#### ФРАГМЕНТ ТЕКСТА ####
Но Кларисса в это время уже покоится в фамильном склепе Гарлоу-плейс.

<…>

Фигуры, взятые из повседневного частного английского быта 1740-х годов, Ловлас и Кларисса, как бы разыгрывают в четырех стенах «одного дома» эпилог исторической драмы, первое действие которой началось в Англии столетием раньше, в эпоху английской буржуазной революции. Ловлас выступает как последний из «кавалеров», переживших Реставрацию; в Клариссе еще теплится революционный энтузиазм пуритан.

Спор идет теперь не о политической власти, не о перераспределении собственности; он превращается в спор аристократической «чести» с буржуазной «моралью». Характерно замечание Клариссы об одном из друзей Ловласа, Моубрэе: «Он высокого мнения о чести – слово, которое у него постоянно на устах; но, кажется, не очень дорожит моралью» (VII, 375). При этом отголоски пуританских размышлений о грехе, благодати и свободе воли сливаются с просветительскими размышлениями о «человеческой природе».

И Ловлас, и Кларисса, как и подобает героям просветительского романа, имеют свою точку зрения на «человеческую природу». Понимание «человеческой природы» у них различно, более того, резко противоположно, но каждому из них оно служит программой действий, критерием правильности всей жизни.

Ловлас исходит в своей этике из принципов аристократического материализма конца XVII – начала XVIII в. Его учителями, очевидно, были Гоббс и Мандевиль; последнего сам он называет «своим достойным другом» (IX, 243). Весь мир кажется ему огромной ярмаркой – образ, к которому он прибегает специально, чтобы «оправдать» свою низость в отношении Клариссы. «О, Бельфорд, Бельфорд! Какая подлая, подкупная обманщица, – у бедняков, как и у богачей, – человеческая природа!» (VII, 189).
####
* ЧТО НУЖНО СДЕЛАТЬ
a) Выпишите дословно из фрагмента о Ловласе и Клариссе отрывок, начинающийся со слов "Спор идет теперь" и заканчивающийся словами "правильности всей жизни.".
b) Кого, согласно фрагменту о Ловласе и Клариссе, Ловлас называет «своим достойным другом»?
#### ЗАПИСАННЫЕ ДАННЫЕ ####
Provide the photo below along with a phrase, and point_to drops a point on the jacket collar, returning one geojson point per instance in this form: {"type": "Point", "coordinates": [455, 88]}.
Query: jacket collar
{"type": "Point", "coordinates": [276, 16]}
####
* ПОЛНЫЕ ОТВЕТЫ
a)
Спор идет теперь не о политической власти, не о перераспределении собственности; он превращается в спор аристократической «чести» с буржуазной «моралью». Характерно замечание Клариссы об одном из друзей Ловласа, Моубрэе: «Он высокого мнения о чести – слово, которое у него постоянно на устах; но, кажется, не очень дорожит моралью» (VII, 375). При этом отголоски пуританских размышлений о грехе, благодати и свободе воли сливаются с просветительскими размышлениями о «человеческой природе».

И Ловлас, и Кларисса, как и подобает героям просветительского романа, имеют свою точку зрения на «человеческую природу». Понимание «человеческой природы» у них различно, более того, резко противоположно, но каждому из них оно служит программой действий, критерием правильности всей жизни.

b) Мандевиля.